EXTRAIT CHOISI =
::::::::

Le Canada utilise des millions de kilos de pesticides interdits en Europe, qui sont associés à de graves effets sur la santé et l’environnement. L’utilisation excessive et la mauvaise réglementation des pesticides posent de graves risques commerciaux pour le Canada, alors que l’Union européenne s’apprête à restreindre les importations de produits alimentaires contenant des pesticides interdits ou des pesticides utilisés à des taux plus élevés qu’en Europe (source en anglais).
Le Canada est à la traîne par rapport à l’Europe et à d’autres partenaires commerciaux comme l’Europe et le Mexique en ce qui concerne la restriction de l’utilisation d’herbicides à base de glyphosate pour protéger la santé humaine et l’environnement. L’Europe interdit les pesticides dangereux qui peuvent contaminer les aliments et l’eau potable, tandis que le Canada continue d’autoriser une utilisation importante de ces produits chimiques.
La gestion des pesticides au Canada subit l’influence indue de l’industrie
Les dommages inacceptables et inutiles causés par les pesticides sont le résultat d’un système de réglementation défaillant qui a été accaparé par l’industrie. Le Canada adopte une approche fondée sur le marché qui permet aux multinationales agrochimiques d’exercer un contrôle sur le secteur agricole. En conséquence, ces entreprises engrangent des milliards de dollars de profits au détriment des agriculteur.rice.s, des travailleur.euse.s, de notre santé et de notre environnement.
Les entreprises paient des frais aussi bas que 90 $ pour renouveler l’homologation de produits antiparasitaires qui présentent des risques émergents pour la santé et l’environnement. Santé Canada doit utiliser un système de pollueur-payeur pour s’assurer de pouvoir se tenir au courant des dernières avancées scientifiques.

::::::::

MATÉRIEL SOURCE =
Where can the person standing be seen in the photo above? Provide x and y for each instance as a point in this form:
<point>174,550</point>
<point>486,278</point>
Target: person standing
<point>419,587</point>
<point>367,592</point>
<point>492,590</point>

::::::::

OBJECTIF DE L'EXERCICE =
Pouvez-vous recopier, dans l'extrait sur les pesticides au Canada, le texte qui commence à « Le Canada est » et se termine à « ces produits chimiques. » ? Le matériel fourni n'est d'aucune utilité ici.

RÉPONSE RÉDIGÉE =
Le Canada est à la traîne par rapport à l’Europe et à d’autres partenaires commerciaux comme l’Europe et le Mexique en ce qui concerne la restriction de l’utilisation d’herbicides à base de glyphosate pour protéger la santé humaine et l’environnement. L’Europe interdit les pesticides dangereux qui peuvent contaminer les aliments et l’eau potable, tandis que le Canada continue d’autoriser une utilisation importante de ces produits chimiques.